-- START OF Supplied data --

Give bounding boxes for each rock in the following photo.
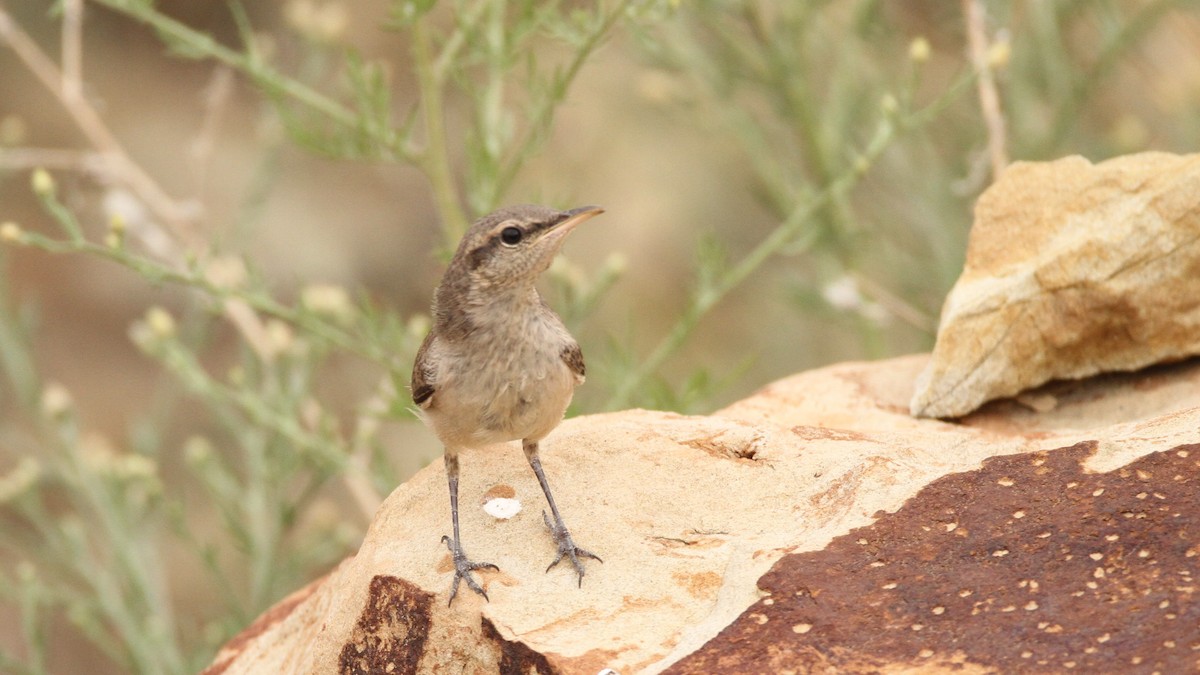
[206,356,1200,675]
[911,153,1200,418]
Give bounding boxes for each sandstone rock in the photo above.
[911,153,1200,418]
[201,357,1200,675]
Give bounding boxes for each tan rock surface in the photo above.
[911,153,1200,418]
[201,356,1200,675]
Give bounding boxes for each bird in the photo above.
[410,204,604,604]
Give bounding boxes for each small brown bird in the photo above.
[412,205,604,603]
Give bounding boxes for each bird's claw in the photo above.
[541,512,604,589]
[442,536,500,607]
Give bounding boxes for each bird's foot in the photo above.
[541,512,604,587]
[442,536,500,607]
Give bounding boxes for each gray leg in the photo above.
[442,453,499,605]
[523,441,604,586]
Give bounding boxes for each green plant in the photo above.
[0,0,1200,673]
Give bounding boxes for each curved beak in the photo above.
[554,207,604,234]
[546,207,604,243]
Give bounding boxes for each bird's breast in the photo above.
[427,315,575,447]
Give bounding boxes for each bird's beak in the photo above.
[551,207,604,237]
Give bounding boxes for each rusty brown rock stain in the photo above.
[671,572,724,598]
[668,442,1200,673]
[679,431,761,464]
[337,575,433,675]
[481,619,556,675]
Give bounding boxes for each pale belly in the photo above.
[424,341,575,448]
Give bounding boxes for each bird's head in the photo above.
[448,204,604,288]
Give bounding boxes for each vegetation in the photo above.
[0,0,1200,673]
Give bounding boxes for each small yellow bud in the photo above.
[0,221,23,244]
[908,35,931,64]
[184,436,214,466]
[42,382,72,418]
[30,168,55,197]
[266,319,295,358]
[146,306,175,340]
[988,40,1013,68]
[300,283,354,322]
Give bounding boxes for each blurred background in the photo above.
[0,0,1200,673]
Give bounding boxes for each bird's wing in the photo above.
[409,331,437,408]
[560,342,586,384]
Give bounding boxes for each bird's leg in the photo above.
[523,441,604,586]
[442,452,499,607]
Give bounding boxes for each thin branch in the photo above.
[62,0,83,100]
[0,4,198,240]
[962,0,1008,180]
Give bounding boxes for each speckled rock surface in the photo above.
[911,153,1200,418]
[209,356,1200,675]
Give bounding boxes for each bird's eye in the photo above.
[500,227,524,246]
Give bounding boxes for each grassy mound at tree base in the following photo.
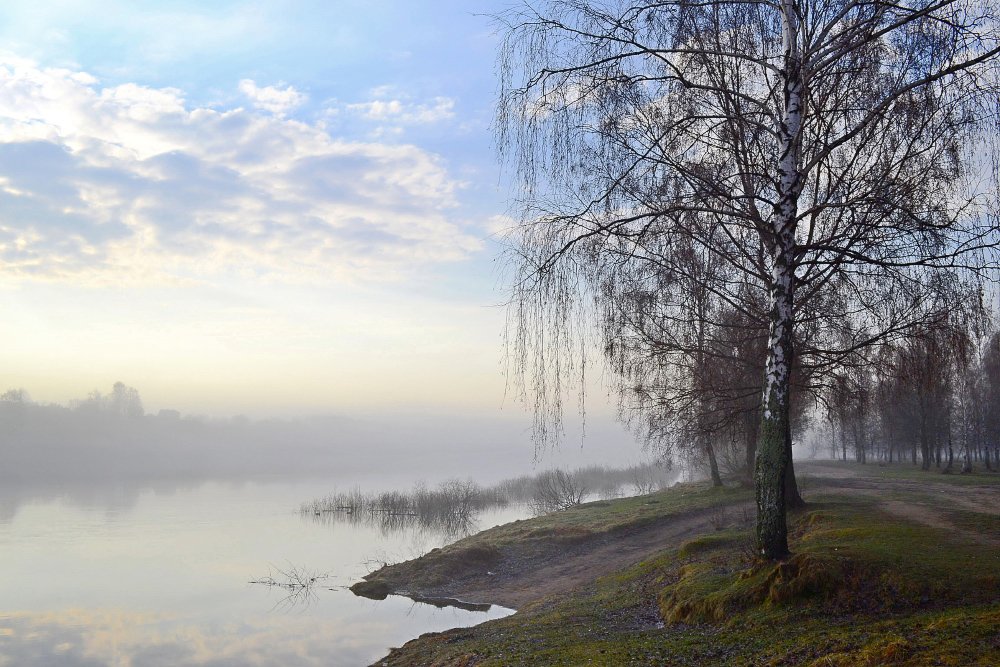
[659,499,1000,623]
[376,472,1000,667]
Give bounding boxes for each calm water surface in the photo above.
[0,480,524,667]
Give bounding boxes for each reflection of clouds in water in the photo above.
[0,610,375,667]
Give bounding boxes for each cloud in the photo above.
[239,79,308,117]
[347,97,455,125]
[0,57,481,283]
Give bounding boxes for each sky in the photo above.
[0,0,556,416]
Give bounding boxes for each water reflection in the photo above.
[303,510,481,542]
[0,610,418,667]
[0,479,517,667]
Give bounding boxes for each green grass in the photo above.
[379,482,1000,667]
[352,482,752,597]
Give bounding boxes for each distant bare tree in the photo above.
[498,0,1000,558]
[528,470,587,514]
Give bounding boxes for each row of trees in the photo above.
[823,322,1000,472]
[0,381,145,417]
[498,0,1000,558]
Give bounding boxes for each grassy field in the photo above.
[375,464,1000,667]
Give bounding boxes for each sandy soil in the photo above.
[373,462,1000,609]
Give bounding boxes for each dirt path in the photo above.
[446,506,741,609]
[796,463,1000,546]
[358,462,1000,609]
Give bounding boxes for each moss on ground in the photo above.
[357,482,751,595]
[376,476,1000,667]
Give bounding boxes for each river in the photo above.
[0,478,525,667]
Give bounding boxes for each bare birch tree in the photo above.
[498,0,1000,558]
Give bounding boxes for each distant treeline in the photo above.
[0,382,618,486]
[0,383,352,482]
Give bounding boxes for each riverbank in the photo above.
[356,464,1000,667]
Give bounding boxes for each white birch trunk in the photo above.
[754,0,805,559]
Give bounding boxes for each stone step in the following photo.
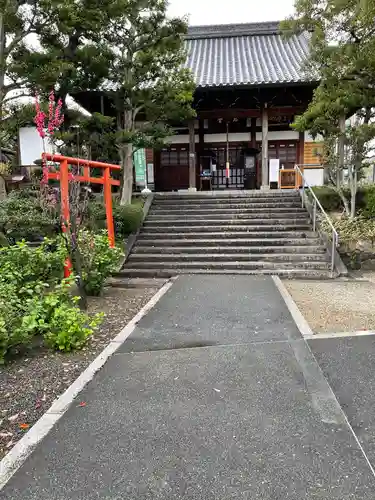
[135,234,320,249]
[138,230,317,243]
[126,260,329,270]
[117,265,333,280]
[144,215,309,229]
[152,198,302,210]
[154,189,299,199]
[132,245,326,256]
[142,221,310,236]
[128,252,327,266]
[147,209,308,221]
[150,202,301,213]
[153,194,301,206]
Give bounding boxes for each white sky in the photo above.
[169,0,294,25]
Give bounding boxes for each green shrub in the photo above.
[87,200,143,237]
[0,239,104,363]
[313,186,342,212]
[0,282,32,364]
[78,230,123,295]
[0,191,60,243]
[113,205,143,236]
[322,217,375,245]
[0,239,66,299]
[363,185,375,218]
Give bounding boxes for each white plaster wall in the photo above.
[167,134,199,144]
[305,132,323,142]
[168,130,299,144]
[204,132,251,143]
[303,168,324,186]
[257,130,299,142]
[19,127,53,166]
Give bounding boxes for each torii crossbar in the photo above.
[42,153,121,247]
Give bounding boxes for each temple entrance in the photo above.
[200,145,258,190]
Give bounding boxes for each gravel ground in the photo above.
[0,286,158,459]
[284,280,375,333]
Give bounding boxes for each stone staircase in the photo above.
[120,191,331,278]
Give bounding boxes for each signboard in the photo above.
[147,163,155,184]
[133,148,146,186]
[19,127,53,166]
[270,159,280,182]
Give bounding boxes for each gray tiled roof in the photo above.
[186,23,311,87]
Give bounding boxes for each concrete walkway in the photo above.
[0,276,375,500]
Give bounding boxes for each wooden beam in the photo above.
[197,106,306,119]
[189,120,197,191]
[262,103,269,189]
[298,132,305,165]
[250,118,257,148]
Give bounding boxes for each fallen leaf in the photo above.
[0,432,13,438]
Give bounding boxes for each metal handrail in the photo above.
[294,165,339,273]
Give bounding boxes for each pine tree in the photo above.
[98,0,194,204]
[283,0,375,217]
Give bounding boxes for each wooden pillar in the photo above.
[250,118,257,149]
[103,167,115,248]
[336,114,346,186]
[195,119,204,190]
[262,103,270,189]
[297,132,305,165]
[189,120,197,191]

-- END OF Supplied data --

__What this task involves__
Copy out all of the lines above word for word, omitting the pictures.

__Output for this task__
Give bounding boxes for each rock in the following photo.
[206,356,1200,675]
[911,153,1200,418]
Give bounding boxes for each sandstone rock in the photo above.
[911,153,1200,418]
[201,357,1200,675]
Give bounding boxes for each tan rock surface in the photo above.
[911,153,1200,418]
[201,356,1200,675]
Give bounding boxes for each bird in the photo above.
[410,204,604,604]
Give bounding boxes for each small brown bird in the photo above.
[412,205,604,603]
Give bounding boxes for each bird's claw in the photo above.
[541,512,604,589]
[442,536,500,607]
Give bounding boxes for each bird's foot in the photo above.
[541,512,604,587]
[442,536,500,607]
Give bounding boxes for each gray leg in the photo above.
[442,453,499,605]
[523,441,604,586]
Give bounding boxes for each green plant in the photo above.
[0,0,1200,673]
Give bounding boxes for each curved beak in the photo above.
[554,207,604,234]
[546,207,604,243]
Give bounding boxes for each bird's breast in the photo above.
[427,315,575,447]
Give bounding boxes for each bird's beak in the photo above.
[551,207,604,237]
Give bounding boxes for each rusty brown rock stain in the photo above.
[671,572,724,598]
[668,442,1200,673]
[679,431,761,464]
[337,575,433,675]
[481,619,556,675]
Give bounding boxes for each pale belly in the photo above.
[424,341,575,448]
Give bounding boxes for each bird's head in the photo above.
[448,204,604,288]
Give bounding boxes for each vegetation in the photo above.
[0,0,1200,673]
Give bounding boxes for each small yellow bud in the photo above.
[0,221,23,244]
[908,35,931,64]
[184,436,214,466]
[42,382,72,418]
[30,168,55,197]
[266,319,295,358]
[146,306,175,340]
[988,40,1013,68]
[300,283,354,322]
Give bounding boxes for each blurred background in the photo above.
[0,0,1200,673]
Give bounding boxes for each bird's wing in the photo above.
[409,331,437,408]
[560,342,586,384]
Give bounding boxes for each bird's leg in the photo above.
[523,441,604,586]
[442,452,499,607]
Give bounding boxes for each thin branch in the photo above.
[62,0,83,100]
[0,4,198,240]
[962,0,1008,180]
Give bounding boxes for each speckled rock surface in the photo above.
[911,153,1200,418]
[209,356,1200,675]
Give bounding boxes for each bird's eye in the photo above.
[500,227,524,246]
Give bounding boxes for each grassy mound at tree base in the following photo.
[659,499,1000,623]
[376,472,1000,667]
Give bounding boxes for each calm water surface in the photo above.
[0,480,524,667]
Give bounding boxes for each reflection of clouds in water in the photo above.
[0,610,375,667]
Give bounding boxes for each cloud in the photo above.
[239,79,308,117]
[347,97,455,125]
[0,57,481,283]
Give bounding boxes for each sky in the photo above.
[0,0,556,416]
Give bounding boxes for each water reflection in the photo above.
[303,510,481,542]
[0,610,418,667]
[0,479,517,667]
Give bounding boxes for each green grass in the photo above.
[379,482,1000,667]
[352,482,752,597]
Give bounding boxes for each distant bare tree in the photo above.
[498,0,1000,558]
[528,470,587,514]
Give bounding boxes for each row of trees in the photo above.
[823,322,1000,472]
[0,381,145,417]
[498,0,1000,558]
Give bounding boxes for each grassy field in the photo above.
[375,464,1000,667]
Give bounding boxes for each sandy soil in the photo above.
[373,462,1000,609]
Give bounding boxes for each dirt path in the photo above.
[446,506,741,609]
[796,463,1000,546]
[358,462,1000,609]
Give bounding boxes for each moss on ground in the photo above.
[357,482,751,595]
[376,476,1000,667]
Give bounding boxes for each river in the photo above.
[0,478,525,667]
Give bounding boxes for each bare birch tree in the photo above.
[498,0,1000,558]
Give bounding boxes for each distant treeline in the photo above.
[0,382,618,486]
[0,383,352,482]
Give bounding boxes for each riverbank in the photo above.
[356,464,1000,667]
Give bounding boxes for each white birch trunk in the photo above.
[754,0,805,559]
Give bounding boxes for each stone step in the following photo.
[135,234,320,249]
[138,230,317,243]
[126,260,329,270]
[117,265,333,280]
[144,215,309,229]
[152,198,302,210]
[154,189,299,199]
[132,245,326,256]
[142,221,310,236]
[128,252,327,266]
[147,209,308,221]
[150,202,301,213]
[153,194,301,206]
Give bounding boxes for each white sky in the photo above.
[169,0,294,25]
Give bounding boxes for each green shrub in the photo above.
[87,200,143,237]
[0,239,104,363]
[313,186,342,212]
[0,282,32,364]
[78,230,123,295]
[0,191,60,243]
[113,205,143,236]
[322,217,375,245]
[0,239,66,299]
[363,185,375,218]
Give bounding boxes for each white plaster wall in the photo above.
[167,134,199,144]
[305,132,323,142]
[168,130,299,144]
[204,132,251,143]
[303,168,324,186]
[257,130,299,142]
[19,127,53,166]
Give bounding boxes for each torii crossbar in the photo above.
[42,153,121,247]
Give bounding boxes for each temple entrance in the photo above.
[200,145,258,190]
Give bounding boxes for each gravel ground in the photo above.
[0,286,158,459]
[284,280,375,333]
Give bounding boxes for each stone staircase in the photo above.
[120,191,331,278]
Give bounding boxes for each signboard in the photo above.
[147,163,155,184]
[133,148,146,186]
[19,127,53,166]
[270,159,280,182]
Give bounding boxes for each gray tiled roof in the photo above.
[186,23,311,87]
Give bounding boxes for each concrete walkway in the photo above.
[0,276,375,500]
Give bounding boxes for each wooden beam in the photo above.
[197,106,306,119]
[189,120,197,191]
[262,103,269,189]
[298,132,305,165]
[250,118,257,148]
Give bounding boxes for each fallen leaf in the photo above.
[0,432,13,438]
Give bounding boxes for each metal handrail in the photo above.
[294,165,339,273]
Give bounding boxes for each pine tree in the photo above.
[98,0,194,204]
[283,0,375,217]
Give bounding boxes for each wooden pillar in the photo above.
[250,118,257,149]
[103,167,115,248]
[336,114,346,186]
[195,119,204,190]
[262,103,270,189]
[297,132,305,165]
[189,120,197,191]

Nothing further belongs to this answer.